- **What is asked**
Retype all of the records below word for word, leaving every line unchanged.

(Excerpts from a pointing dataset)
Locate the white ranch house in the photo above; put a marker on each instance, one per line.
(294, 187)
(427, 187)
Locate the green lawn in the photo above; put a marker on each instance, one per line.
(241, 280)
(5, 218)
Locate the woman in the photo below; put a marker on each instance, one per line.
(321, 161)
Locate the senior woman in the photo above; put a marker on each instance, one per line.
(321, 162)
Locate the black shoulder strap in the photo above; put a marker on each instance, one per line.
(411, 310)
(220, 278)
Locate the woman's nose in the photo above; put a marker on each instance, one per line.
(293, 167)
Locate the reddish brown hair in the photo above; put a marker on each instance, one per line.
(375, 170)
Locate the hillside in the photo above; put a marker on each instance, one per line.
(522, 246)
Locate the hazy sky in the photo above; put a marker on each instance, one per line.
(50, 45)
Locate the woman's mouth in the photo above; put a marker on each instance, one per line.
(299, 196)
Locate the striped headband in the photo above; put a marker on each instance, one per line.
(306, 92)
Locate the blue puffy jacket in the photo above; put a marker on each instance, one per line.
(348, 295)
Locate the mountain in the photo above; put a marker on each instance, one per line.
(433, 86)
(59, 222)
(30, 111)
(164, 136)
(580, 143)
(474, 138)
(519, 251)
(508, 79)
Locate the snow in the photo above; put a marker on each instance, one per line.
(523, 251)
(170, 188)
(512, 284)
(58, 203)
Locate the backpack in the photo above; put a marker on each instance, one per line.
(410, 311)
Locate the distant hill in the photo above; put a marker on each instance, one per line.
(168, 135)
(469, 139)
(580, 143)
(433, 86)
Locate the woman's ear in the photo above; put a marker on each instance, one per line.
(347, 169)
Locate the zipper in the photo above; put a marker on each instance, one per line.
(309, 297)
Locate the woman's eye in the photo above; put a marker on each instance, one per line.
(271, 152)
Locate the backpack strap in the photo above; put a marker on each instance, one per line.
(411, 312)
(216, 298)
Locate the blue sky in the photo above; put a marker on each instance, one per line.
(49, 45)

- **Result below**
Locate the white ranch house in the photo above; put a marker on each instance, one per line.
(294, 187)
(427, 187)
Locate the green lawn in the photo above; put a marker on each instance, one per line.
(241, 280)
(5, 218)
Locate the woman in the photo below; put a marker on each instance, one per line.
(321, 161)
Locate the senior woman in the photo above; put a marker on each instance, one per line.
(321, 162)
Locate the black shoulder strap in the photo above; put a marker on each instance, one per line.
(411, 310)
(220, 278)
Locate the woman's nose in the photo above; put a marker on each instance, one per line.
(293, 167)
Locate the reddish brown hair in the photo above; put a marker on each instance, one per line.
(375, 170)
Locate the hillside in the photo above; put a marker on each instance, one per line.
(522, 246)
Locate the hazy sky in the photo above; put a marker on each instance, one per line.
(50, 45)
Locate the woman's mouth in the photo above; put a marker on each instance, one per line.
(299, 196)
Locate the striped headband in the photo above; put a marker on each instance, one per line.
(306, 92)
Locate the blue puffy jacket in the photo above; put a marker on each instance, one per line.
(348, 295)
Locate the mountain in the photo above; put a marker on each instance, one per line.
(433, 86)
(59, 222)
(30, 111)
(164, 136)
(580, 143)
(474, 138)
(519, 251)
(508, 79)
Locate the snow in the photo above; put a marker on each instance, one per line.
(523, 251)
(170, 188)
(512, 284)
(58, 203)
Locate the backpack in the photo above; put a marker on each instance, one per line.
(410, 311)
Locate the distant hill in the photo above; put a marker on each instance, one per line.
(168, 135)
(469, 139)
(580, 143)
(433, 86)
Locate the woman's ear in the photo above; put a marker on each instance, one per line.
(347, 169)
Locate the zipper in the photo above; put a marker on each instance, one per line.
(309, 297)
Locate the woman's eye in the photo above; put a marker on each instance, one per line.
(271, 152)
Locate the backpack strap in the photo above; put a marker on each instance, one per line.
(411, 312)
(216, 298)
Locate the blue sky in the photo above; put a marker on each instance, one per line.
(49, 45)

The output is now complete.